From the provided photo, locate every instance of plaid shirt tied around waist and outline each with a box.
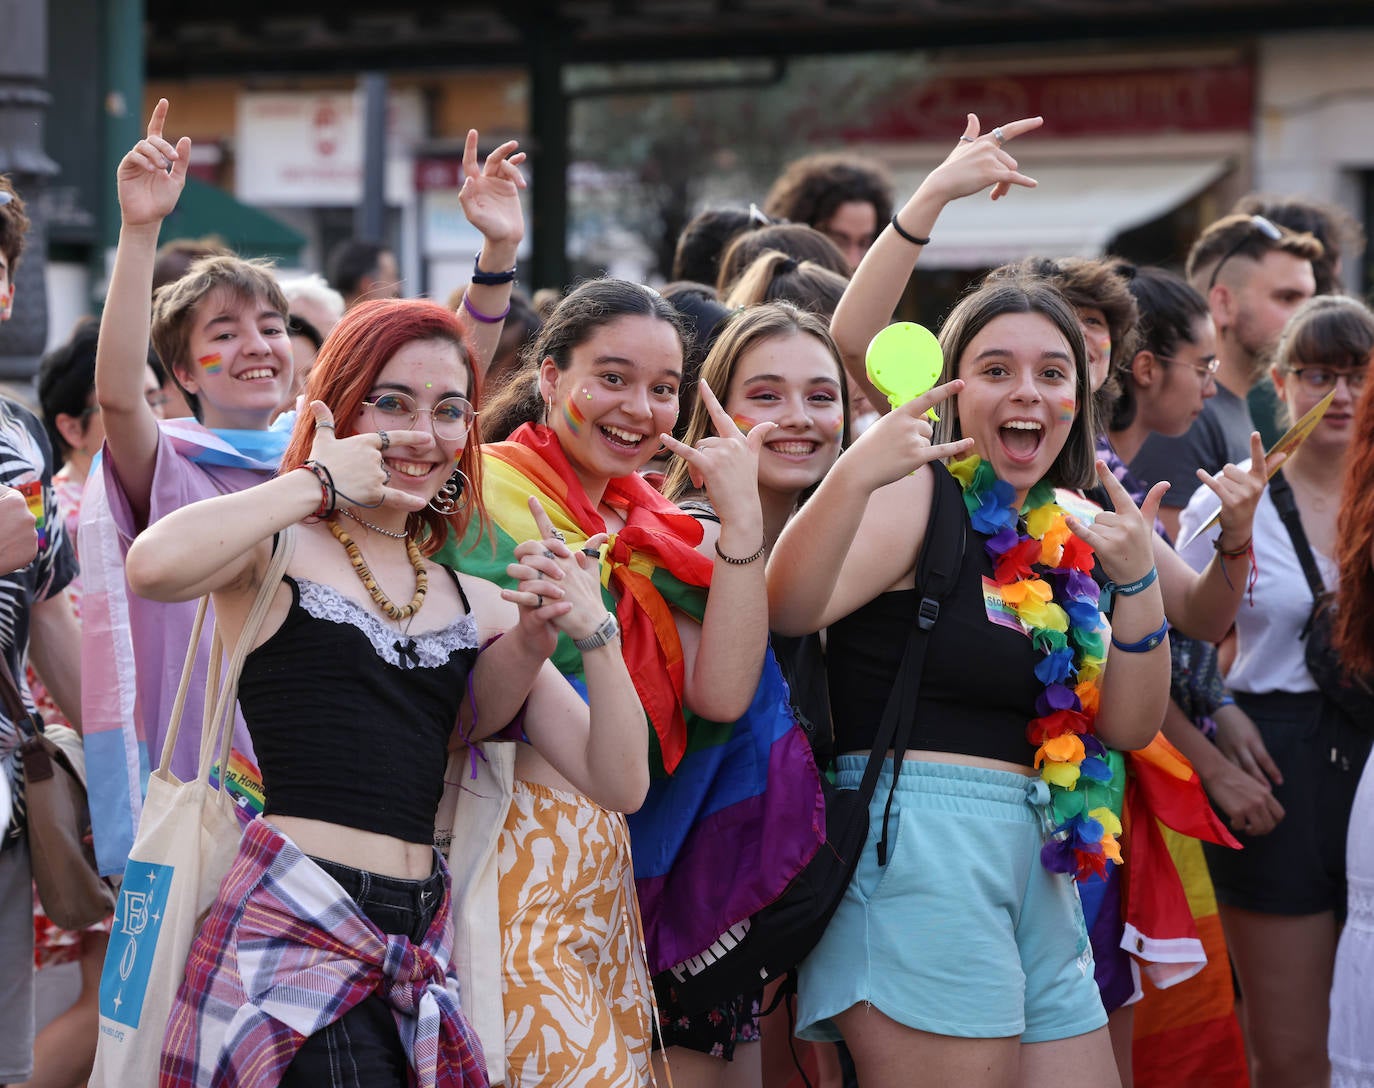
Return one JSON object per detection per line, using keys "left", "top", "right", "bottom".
{"left": 160, "top": 817, "right": 487, "bottom": 1087}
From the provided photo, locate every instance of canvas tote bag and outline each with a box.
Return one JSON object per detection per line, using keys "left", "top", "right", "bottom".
{"left": 91, "top": 529, "right": 293, "bottom": 1087}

Task goal
Exactly the lines from the one that holds "From the provided photo, locate every instance of canvas" through the final line of the records above should be written out, and only those.

Result for this task
From the provided photo, locate every instance of canvas tote bag and outline each with a box.
Return one JSON object per detection per line, using keys "left", "top", "right", "bottom".
{"left": 91, "top": 529, "right": 293, "bottom": 1087}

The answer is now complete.